(Named region outline records)
****

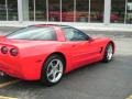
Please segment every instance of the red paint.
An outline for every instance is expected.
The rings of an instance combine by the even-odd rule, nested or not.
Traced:
[[[37,25],[45,26],[45,25]],[[8,54],[0,52],[0,70],[6,74],[26,80],[37,80],[41,77],[42,66],[45,59],[55,52],[64,54],[68,73],[84,65],[101,61],[105,48],[110,38],[92,38],[92,41],[69,42],[66,41],[59,26],[53,26],[57,34],[57,41],[25,41],[0,38],[0,48],[8,47]],[[18,50],[18,55],[10,54],[11,48]]]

****

Write the listing out a second time exactly, dropping all images.

Please segment every instance of the red paint.
An outline for every instance is expected.
The rings of an instance combine by the even-odd rule, nested or not.
Traced:
[[[37,25],[45,26],[45,25]],[[8,54],[0,52],[0,70],[6,74],[26,80],[37,80],[41,77],[42,66],[45,59],[55,52],[64,54],[68,73],[84,65],[101,61],[105,48],[110,38],[92,38],[92,41],[69,42],[66,41],[59,26],[53,26],[57,34],[57,41],[25,41],[0,38],[0,48],[8,47]],[[18,50],[18,55],[10,54],[11,48]]]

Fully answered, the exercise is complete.